8 августа был подписан Зборовский договор, по которому король признавал значительную часть Украины – Киевское, Черниговское, Брацлавское воеводства – казацкой территорией; Войску возвращались его права и вольности, а реестр увеличивался до сорока тысяч. Украина, таким образом, возвращалась в подданство Коруны, но получала право на своеобразную казацкую автономию. Замирение и восстановление подданства подкреплялось появлением в ряде городов Украины польских гарнизонов и возвращением в свои имения панов. Наконец, сама война должна была быть предана «вечному забвению».
Среди украинских историков Зборовский договор издавно почитается «блистательной страницей нашего бытописания». Но в понимании, например, Н. И. Костомарова, эта «блистательная страница» была полна горечи. По убеждению известного историка, Украина потеряла редкую возможность обрести полную независимость без попытки «прислониться» к кому-то из соседей. «Что могло быть несправедливее такого приговора? – писал Костомаров, имея в виду восстановление на Украине «панщины» и стремление казачества возвыситься над остальными. – Народ, который помогал Хмельницкому трудами и кровью, постыдно отдавался своим избранным главою в руки прежних врагов!» [220]220
Костомаров Н.Русские инородцы. М., 1996. С. 453.
[Закрыть]
По Костомарову, в 1648–1649 годах национально-освободительное движение было столь мощным, что потенциально могло завершиться созданием независимого Украинского государства. С этим, по-видимому, можно согласиться. Но нельзя забывать и о другом: об умонастроении, устремлениях политической элиты украинского общества, оказавшейся неспособной преодолеть границы сословного мышления и подняться вровень с общенациональными задачами. Это была и беда, и вина руководителей движения.
Торжественно объявленное по договору «забвение» получилось лишь на бумаге. Очень скоро скроенный из компромиссов Зборовский мир затрещал по всем швам. Первой его преступила польская сторона. Это произошло на самом сейме, который должен был утвердить условия мира. В Варшаву прибыл киевский митрополит Сильвестр Коссов, чтобы занять согласно договоренности свое место в сенате. Но представители католического духовенства решительно воспротивились этому и объявили о своем намерении покинуть столицу, если православный епископ посмеет переступить порог Сената. Коссов уехал ни с чем, поставив под сомнение выполнение всех условий Зборовского договора. Это очень скоро подтвердили украинские крестьяне. Несмотря на строгие гетманские универсалы и давление казацкой администрации, они вилами встретили польских шляхтичей, осмелившихся появиться в своих бывших владениях.
Взаимная ненависть истачивала мир. Но истачивалось и прежнее доверие, которое имели сельчане и горожане к старшине. Неудивительно, что в преддверии предстоящего столкновения Хмельницкий принялся искать новых союзников «на стороне». Он ссылается со шведами, исконными врагами Речи Посполитой. Ведет дипломатическую игру с Константинополем, откуда ему присылают вместе со знаменем и булавой обещание покровительства и военной помощи. Нужно выполнить лишь одно условие – признать власть самого султана.

- _Что нужно сделать_:
[1] Повторите дословно часть отрывка о Зборовском договоре: всё от слов «Взаимная ненависть истачивала» вплоть до слов «власть самого султана.».
[2] Подхватите, пожалуйста, отрывок о Зборовском договоре и напишите его продолжение, начиная сразу после последнего предложения.
Приведенные далее данные взяты из другого источника.

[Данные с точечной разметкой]
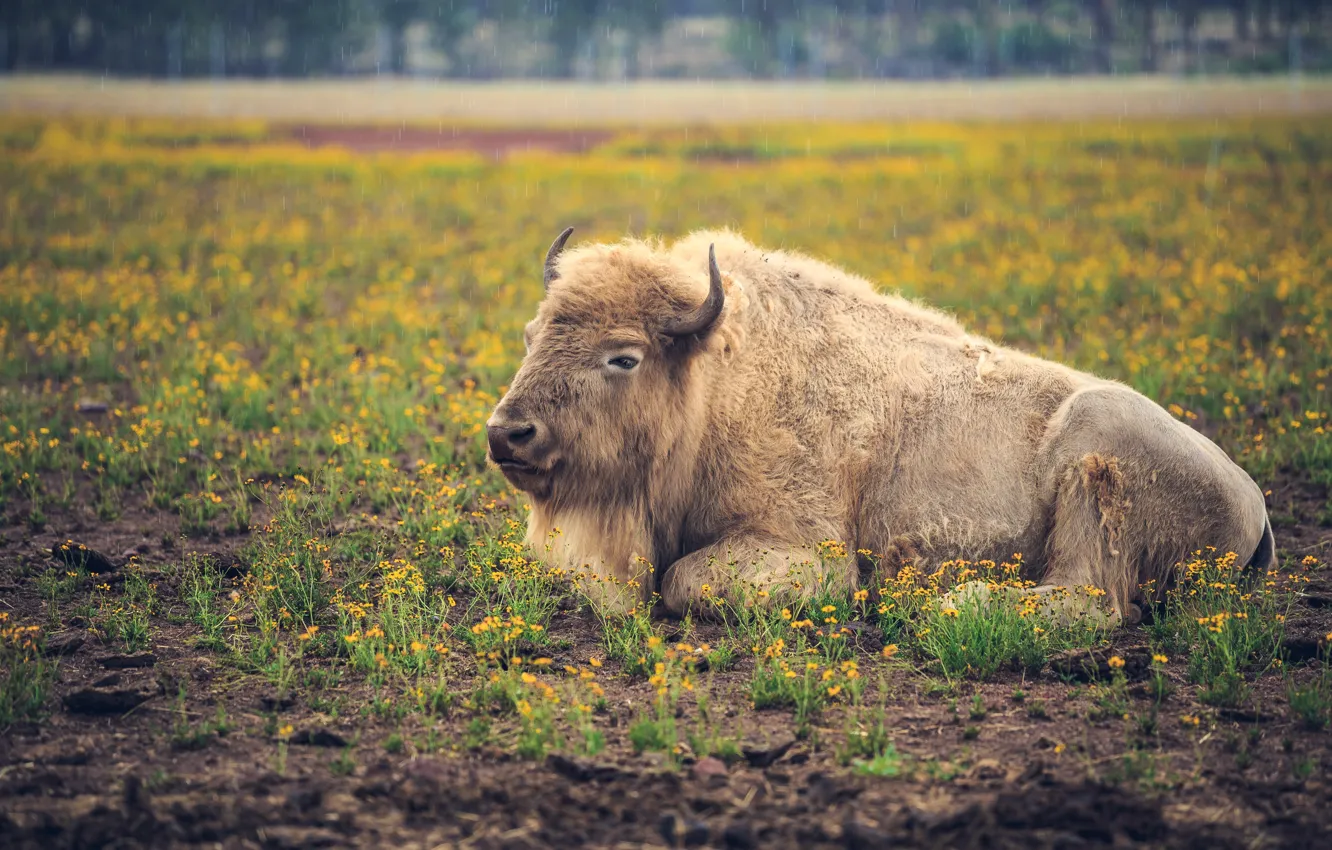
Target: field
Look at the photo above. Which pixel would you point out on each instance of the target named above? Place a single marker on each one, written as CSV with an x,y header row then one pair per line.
x,y
259,588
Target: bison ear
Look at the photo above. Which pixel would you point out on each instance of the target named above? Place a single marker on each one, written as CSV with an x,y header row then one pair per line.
x,y
556,247
705,316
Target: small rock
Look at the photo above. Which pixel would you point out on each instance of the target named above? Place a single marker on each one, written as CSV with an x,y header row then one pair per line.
x,y
93,701
79,556
63,644
858,836
272,702
319,736
128,662
582,770
60,753
762,757
709,770
739,836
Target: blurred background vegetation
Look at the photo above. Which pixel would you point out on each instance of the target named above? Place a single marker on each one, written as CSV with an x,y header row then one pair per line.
x,y
669,39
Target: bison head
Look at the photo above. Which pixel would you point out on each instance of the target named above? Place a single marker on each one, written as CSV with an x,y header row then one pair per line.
x,y
606,377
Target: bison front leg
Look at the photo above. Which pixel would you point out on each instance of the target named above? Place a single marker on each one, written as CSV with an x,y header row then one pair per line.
x,y
747,570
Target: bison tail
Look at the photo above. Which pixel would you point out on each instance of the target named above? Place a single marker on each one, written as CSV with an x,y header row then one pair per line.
x,y
1264,557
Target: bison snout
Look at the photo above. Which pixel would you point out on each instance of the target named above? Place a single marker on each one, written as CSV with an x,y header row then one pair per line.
x,y
516,442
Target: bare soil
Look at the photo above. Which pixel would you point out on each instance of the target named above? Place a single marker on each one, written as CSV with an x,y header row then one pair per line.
x,y
1055,776
492,143
656,103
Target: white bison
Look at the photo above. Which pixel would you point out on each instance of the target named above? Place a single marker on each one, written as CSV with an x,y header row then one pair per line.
x,y
715,416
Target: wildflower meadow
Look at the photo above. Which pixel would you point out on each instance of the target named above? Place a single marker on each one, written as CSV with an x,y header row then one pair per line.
x,y
259,585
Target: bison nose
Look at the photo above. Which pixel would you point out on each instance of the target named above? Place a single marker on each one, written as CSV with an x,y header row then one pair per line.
x,y
506,438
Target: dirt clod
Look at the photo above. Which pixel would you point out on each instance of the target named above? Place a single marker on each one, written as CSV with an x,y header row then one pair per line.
x,y
105,701
77,556
128,662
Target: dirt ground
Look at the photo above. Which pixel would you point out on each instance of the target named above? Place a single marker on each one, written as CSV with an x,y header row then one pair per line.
x,y
105,774
493,143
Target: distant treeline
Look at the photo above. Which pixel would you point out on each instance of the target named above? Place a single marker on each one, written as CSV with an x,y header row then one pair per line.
x,y
618,39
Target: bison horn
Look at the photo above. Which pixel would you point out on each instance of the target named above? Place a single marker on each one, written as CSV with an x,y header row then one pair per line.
x,y
556,247
706,315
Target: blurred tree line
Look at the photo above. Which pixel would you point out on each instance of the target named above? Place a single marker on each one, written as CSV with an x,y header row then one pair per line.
x,y
616,39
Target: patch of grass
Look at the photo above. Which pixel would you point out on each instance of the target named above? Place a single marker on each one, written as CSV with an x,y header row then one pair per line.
x,y
25,673
1230,625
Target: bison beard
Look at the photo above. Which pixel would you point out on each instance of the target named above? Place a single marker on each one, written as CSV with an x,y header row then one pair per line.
x,y
718,411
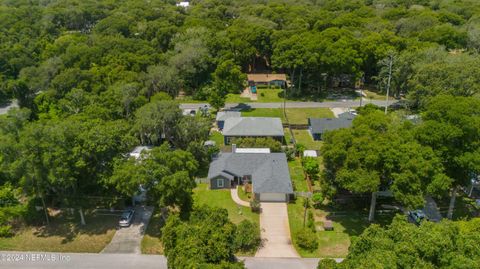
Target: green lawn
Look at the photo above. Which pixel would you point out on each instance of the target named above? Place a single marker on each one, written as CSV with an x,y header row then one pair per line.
x,y
245,196
235,98
151,242
303,137
296,173
222,198
332,244
295,115
372,95
64,234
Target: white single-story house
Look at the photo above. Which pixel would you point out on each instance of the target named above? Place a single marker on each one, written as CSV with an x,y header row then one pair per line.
x,y
267,172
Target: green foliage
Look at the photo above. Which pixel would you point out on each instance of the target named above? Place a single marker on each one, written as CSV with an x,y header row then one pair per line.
x,y
311,167
317,199
311,221
258,142
404,245
327,264
306,239
6,231
451,126
206,238
246,237
167,174
381,152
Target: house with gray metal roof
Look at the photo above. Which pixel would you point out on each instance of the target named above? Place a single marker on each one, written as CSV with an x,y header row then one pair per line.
x,y
252,127
318,127
223,115
267,172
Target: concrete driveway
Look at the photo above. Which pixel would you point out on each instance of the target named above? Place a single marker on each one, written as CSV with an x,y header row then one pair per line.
x,y
275,232
129,239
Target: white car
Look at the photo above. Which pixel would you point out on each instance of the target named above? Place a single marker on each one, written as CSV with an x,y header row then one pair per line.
x,y
126,218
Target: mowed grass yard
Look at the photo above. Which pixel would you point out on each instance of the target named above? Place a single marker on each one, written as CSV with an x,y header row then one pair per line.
x,y
202,195
152,240
64,235
295,115
332,244
303,137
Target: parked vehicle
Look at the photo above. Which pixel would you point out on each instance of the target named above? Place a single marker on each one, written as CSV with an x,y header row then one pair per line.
x,y
127,218
416,216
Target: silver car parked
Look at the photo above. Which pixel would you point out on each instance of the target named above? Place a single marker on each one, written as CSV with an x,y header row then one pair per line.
x,y
126,218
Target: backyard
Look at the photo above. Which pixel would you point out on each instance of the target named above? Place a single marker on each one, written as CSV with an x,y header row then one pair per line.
x,y
64,234
222,198
295,115
151,242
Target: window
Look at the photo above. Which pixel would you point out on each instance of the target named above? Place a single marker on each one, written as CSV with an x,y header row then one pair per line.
x,y
220,183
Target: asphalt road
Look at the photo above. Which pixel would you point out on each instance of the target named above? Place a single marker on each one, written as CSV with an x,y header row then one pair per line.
x,y
332,104
40,260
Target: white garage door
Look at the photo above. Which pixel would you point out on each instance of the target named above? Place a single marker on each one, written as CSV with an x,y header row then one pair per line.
x,y
273,197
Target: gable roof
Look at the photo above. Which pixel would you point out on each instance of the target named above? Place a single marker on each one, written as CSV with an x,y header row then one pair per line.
x,y
266,77
253,126
223,115
269,171
319,126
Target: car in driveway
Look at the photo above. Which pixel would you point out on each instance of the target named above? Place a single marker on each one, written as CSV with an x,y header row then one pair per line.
x,y
127,218
416,216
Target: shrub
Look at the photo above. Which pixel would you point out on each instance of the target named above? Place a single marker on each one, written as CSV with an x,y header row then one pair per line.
x,y
247,237
290,153
327,264
6,231
255,205
311,221
317,199
306,239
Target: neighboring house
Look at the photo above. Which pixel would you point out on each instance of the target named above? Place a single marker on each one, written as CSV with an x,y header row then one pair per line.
x,y
267,172
223,115
279,80
183,4
252,127
310,153
317,127
348,114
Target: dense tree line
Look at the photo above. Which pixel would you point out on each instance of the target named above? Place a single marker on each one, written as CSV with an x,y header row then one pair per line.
x,y
403,245
381,152
94,50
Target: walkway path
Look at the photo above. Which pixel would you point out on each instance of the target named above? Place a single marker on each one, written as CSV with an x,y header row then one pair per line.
x,y
129,239
236,199
343,103
128,261
275,232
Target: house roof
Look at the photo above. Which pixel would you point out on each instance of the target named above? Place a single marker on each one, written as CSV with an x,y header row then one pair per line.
x,y
253,126
266,77
269,171
319,126
223,115
137,151
310,153
347,114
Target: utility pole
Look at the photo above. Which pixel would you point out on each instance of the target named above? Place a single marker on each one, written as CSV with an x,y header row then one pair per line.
x,y
362,82
389,79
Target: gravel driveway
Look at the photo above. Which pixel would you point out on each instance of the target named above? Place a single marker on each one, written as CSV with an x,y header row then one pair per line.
x,y
129,239
275,232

- _Выполненные задания_:
[1]
Взаимная ненависть истачивала мир. Но истачивалось и прежнее доверие, которое имели сельчане и горожане к старшине. Неудивительно, что в преддверии предстоящего столкновения Хмельницкий принялся искать новых союзников «на стороне». Он ссылается со шведами, исконными врагами Речи Посполитой. Ведет дипломатическую игру с Константинополем, откуда ему присылают вместе со знаменем и булавой обещание покровительства и военной помощи. Нужно выполнить лишь одно условие – признать власть самого султана.

[2]
Война возобновилась с конца 1650 года. Недавние горькие уроки, преподнесенные казаками, заставили поляков на этот раз всерьез отнестись к противнику. В дело вступили регулярные хоругви. Решающее столкновение произошло в июне 1651 года под Берестечко. Казаки потерпели поражение. Подписанный в сентябре того же года Белоцерковный договор отразил наметившийся перевес Речи Посполитой. Казацкая автономия отныне распространялась только на Киевское воеводство. Реестр Войска был сокращен вдвое. На Украине должны были появиться польские войска и помещики. Хмельницкий «снова сделался охранителем рабства».
Потребовалось немного времени, чтобы превратить Белоцерковный мир в достояние истории. Возобновившаяся борьба выявила одну суровую истину: казаки нередко брали вверх, но победы не приносили желаемого. Весной 1652 года Хмельницкий одолел гетмана Калиновского под Батогом. На следующий год под Жванцем была окружена новая армия, на этот раз во главе с самим королем. Положение поляков была крайне тяжелым, почти трагическим, однако от разгрома их вновь спас сговор с союзником Хмельницкого, Ислам-Гиреем, который был заинтересован во взаимном ослаблении Украины и Польши. Но так можно было воевать до бесконечности!
Непрерывная война обескровила Малороссию. «Страна казаков», то сжимая, то раздвигая свои пределы, лежала разоренная и обескровленная. Сама логика противостояния, его ожесточенный характер побуждали мыслить категориями более широкими, чем просто дипломатические комбинации и военные союзы. Осознание того, что в одиночку трудно добиться решающего перелома, вновь и вновь побуждало окружение Богдана возвращаться к идее подданства. Но какого подданства и кому?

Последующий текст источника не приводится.